Schafik Jorge Handal

100th Anniversary of the Death of Karl Marx

Speech by Schafik Jorge Handal at the Marx Centenary Conference

 


Date: April 11-16, 1983
Location: International Scientific Conference, East Berlin.
Translation: Intercontinental Press
Transcription/Markup: Reynaldo Contreras


 

Dear Comrades and Friends:

The Farabundo Martí National Liberation Front and the Communist Party of El Salvador, which forms part of the FMLN, wish to thank the Socialist Unity Party of Germany and Comrade Erich Honecker in particular for inviting us to participate in this worldwide homage to Karl Marx.

We want to express our appreciation to all the organizations and peoples represented here for the solidarity they are providing to the struggle of the Salvadorian people, who are advancing toward victory with the broadest international support.

Everything we have heard here — as if further arguments were necessary — refutes the claim that the thought of Marx the genius and his continuator Lenin, no less a genius, is dead or has been reduced in influence.

++++

Problem to solve
Write out the Marx centenary speech from "Date: April 11-16, 1983" to "to Karl Marx.", word for word. Rely solely on the Marx centenary speech.

++++

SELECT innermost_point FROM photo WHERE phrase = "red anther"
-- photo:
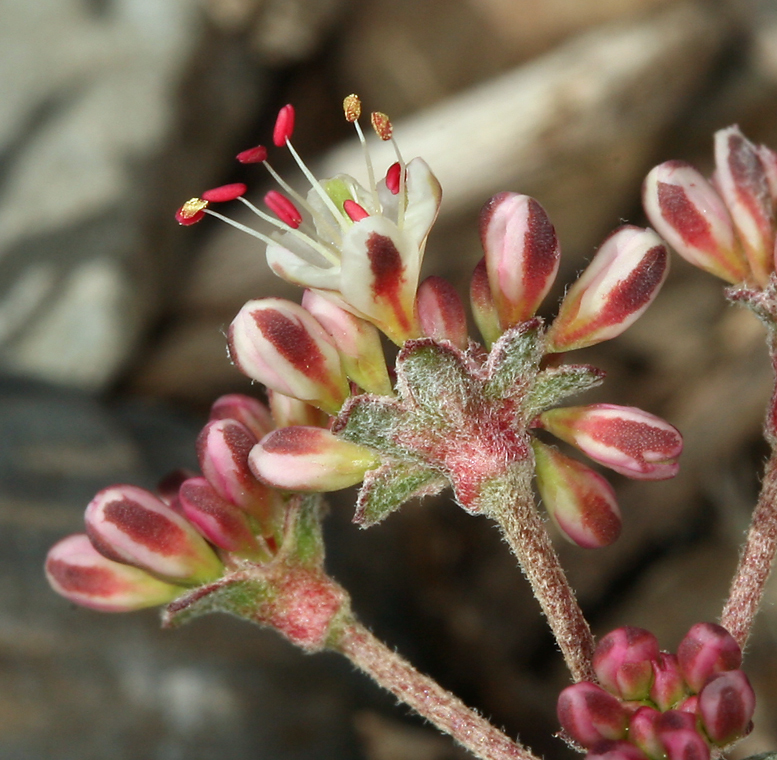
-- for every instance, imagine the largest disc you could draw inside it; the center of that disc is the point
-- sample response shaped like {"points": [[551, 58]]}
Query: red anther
{"points": [[253, 155], [354, 210], [392, 177], [191, 212], [284, 125], [382, 125], [283, 208], [224, 193]]}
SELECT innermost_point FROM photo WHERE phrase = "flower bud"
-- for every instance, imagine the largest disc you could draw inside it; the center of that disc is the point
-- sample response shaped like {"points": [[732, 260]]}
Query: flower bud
{"points": [[217, 520], [246, 410], [580, 501], [623, 438], [589, 714], [690, 215], [726, 706], [357, 341], [622, 662], [310, 459], [441, 312], [707, 649], [77, 571], [281, 345], [128, 524], [742, 181], [621, 281], [522, 255]]}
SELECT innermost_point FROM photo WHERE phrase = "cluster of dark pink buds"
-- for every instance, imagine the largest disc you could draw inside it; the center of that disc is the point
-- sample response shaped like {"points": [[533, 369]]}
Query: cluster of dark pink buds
{"points": [[652, 705]]}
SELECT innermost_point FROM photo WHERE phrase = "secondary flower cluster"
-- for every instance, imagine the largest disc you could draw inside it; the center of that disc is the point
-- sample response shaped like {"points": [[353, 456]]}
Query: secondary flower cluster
{"points": [[653, 705]]}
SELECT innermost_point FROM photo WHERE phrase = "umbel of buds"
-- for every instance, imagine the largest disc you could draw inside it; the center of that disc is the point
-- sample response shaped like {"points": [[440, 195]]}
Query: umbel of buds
{"points": [[651, 705]]}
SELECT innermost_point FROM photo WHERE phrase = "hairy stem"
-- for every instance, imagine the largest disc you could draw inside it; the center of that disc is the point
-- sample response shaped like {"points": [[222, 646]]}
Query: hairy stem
{"points": [[441, 708], [512, 506]]}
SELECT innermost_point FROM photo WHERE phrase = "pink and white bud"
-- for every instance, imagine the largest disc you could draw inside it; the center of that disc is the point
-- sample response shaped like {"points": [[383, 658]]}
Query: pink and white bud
{"points": [[589, 714], [707, 649], [668, 687], [742, 180], [623, 662], [246, 410], [310, 459], [281, 345], [441, 312], [623, 438], [77, 571], [357, 340], [522, 255], [621, 281], [130, 525], [483, 306], [726, 706], [218, 520], [690, 215], [580, 501]]}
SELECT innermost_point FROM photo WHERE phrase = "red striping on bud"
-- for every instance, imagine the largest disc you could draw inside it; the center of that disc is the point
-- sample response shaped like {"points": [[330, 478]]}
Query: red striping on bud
{"points": [[522, 254], [128, 524], [284, 126], [77, 571], [283, 208], [707, 649], [441, 312], [726, 706], [623, 438], [622, 662], [255, 155], [224, 193], [589, 714]]}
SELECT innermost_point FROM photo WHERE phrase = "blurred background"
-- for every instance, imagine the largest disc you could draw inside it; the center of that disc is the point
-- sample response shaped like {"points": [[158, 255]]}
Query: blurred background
{"points": [[113, 112]]}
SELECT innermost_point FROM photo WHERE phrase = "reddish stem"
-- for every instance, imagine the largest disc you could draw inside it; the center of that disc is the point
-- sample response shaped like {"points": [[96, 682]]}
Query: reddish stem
{"points": [[441, 708]]}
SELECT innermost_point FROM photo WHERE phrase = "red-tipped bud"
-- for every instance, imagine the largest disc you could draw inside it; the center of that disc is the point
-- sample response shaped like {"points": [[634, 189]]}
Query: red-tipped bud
{"points": [[281, 345], [627, 440], [622, 662], [255, 155], [224, 193], [310, 459], [690, 215], [130, 525], [246, 410], [580, 501], [668, 687], [191, 212], [483, 306], [441, 312], [217, 520], [283, 208], [726, 706], [589, 714], [77, 571], [619, 284], [742, 180], [393, 176], [707, 649], [522, 255], [284, 126]]}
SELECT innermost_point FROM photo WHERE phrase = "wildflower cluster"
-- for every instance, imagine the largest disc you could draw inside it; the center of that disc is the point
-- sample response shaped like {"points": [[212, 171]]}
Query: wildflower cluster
{"points": [[653, 705]]}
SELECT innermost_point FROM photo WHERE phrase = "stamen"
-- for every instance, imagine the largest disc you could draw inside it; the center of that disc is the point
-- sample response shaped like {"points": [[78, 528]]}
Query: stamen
{"points": [[224, 193], [191, 212], [354, 210], [255, 155], [283, 208], [284, 126]]}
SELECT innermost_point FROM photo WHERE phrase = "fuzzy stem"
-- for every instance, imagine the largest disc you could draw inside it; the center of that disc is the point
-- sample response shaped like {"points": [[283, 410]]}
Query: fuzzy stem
{"points": [[441, 708], [515, 511]]}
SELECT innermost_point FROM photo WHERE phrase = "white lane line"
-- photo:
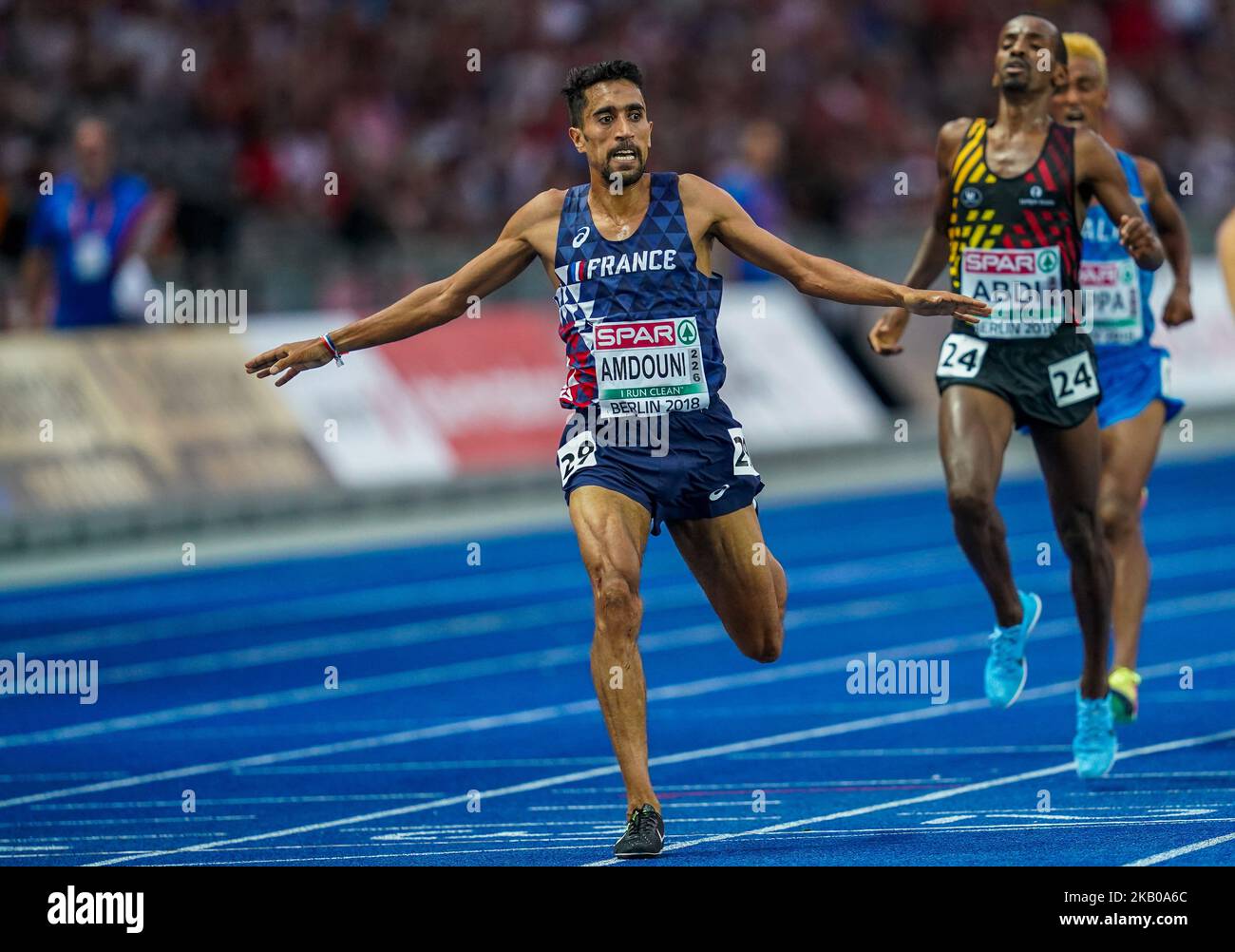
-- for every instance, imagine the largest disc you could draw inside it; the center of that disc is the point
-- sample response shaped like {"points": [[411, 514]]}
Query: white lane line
{"points": [[1182, 851], [943, 794], [834, 614], [490, 622], [921, 714], [1190, 605], [563, 573], [815, 577]]}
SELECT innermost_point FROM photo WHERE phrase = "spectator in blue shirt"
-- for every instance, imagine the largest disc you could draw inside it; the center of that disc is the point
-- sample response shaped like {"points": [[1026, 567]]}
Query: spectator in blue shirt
{"points": [[85, 230]]}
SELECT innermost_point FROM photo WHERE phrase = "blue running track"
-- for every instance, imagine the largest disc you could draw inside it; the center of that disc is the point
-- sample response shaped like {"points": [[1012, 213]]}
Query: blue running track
{"points": [[464, 728]]}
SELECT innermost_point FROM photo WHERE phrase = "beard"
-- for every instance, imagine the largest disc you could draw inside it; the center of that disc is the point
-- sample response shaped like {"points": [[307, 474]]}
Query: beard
{"points": [[629, 177], [1014, 83]]}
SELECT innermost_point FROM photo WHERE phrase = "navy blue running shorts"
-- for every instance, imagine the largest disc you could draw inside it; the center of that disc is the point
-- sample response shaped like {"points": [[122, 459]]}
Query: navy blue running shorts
{"points": [[677, 466]]}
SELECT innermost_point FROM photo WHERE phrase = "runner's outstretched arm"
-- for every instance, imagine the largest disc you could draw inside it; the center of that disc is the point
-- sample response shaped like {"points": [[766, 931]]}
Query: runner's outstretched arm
{"points": [[1098, 167], [884, 337], [814, 276], [425, 308], [1176, 242]]}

++++

The reply
Date: April 11-16, 1983
Location: International Scientific Conference, East Berlin.
Translation: Intercontinental Press
Transcription/Markup: Reynaldo Contreras


 

Dear Comrades and Friends:

The Farabundo Martí National Liberation Front and the Communist Party of El Salvador, which forms part of the FMLN, wish to thank the Socialist Unity Party of Germany and Comrade Erich Honecker in particular for inviting us to participate in this worldwide homage to Karl Marx.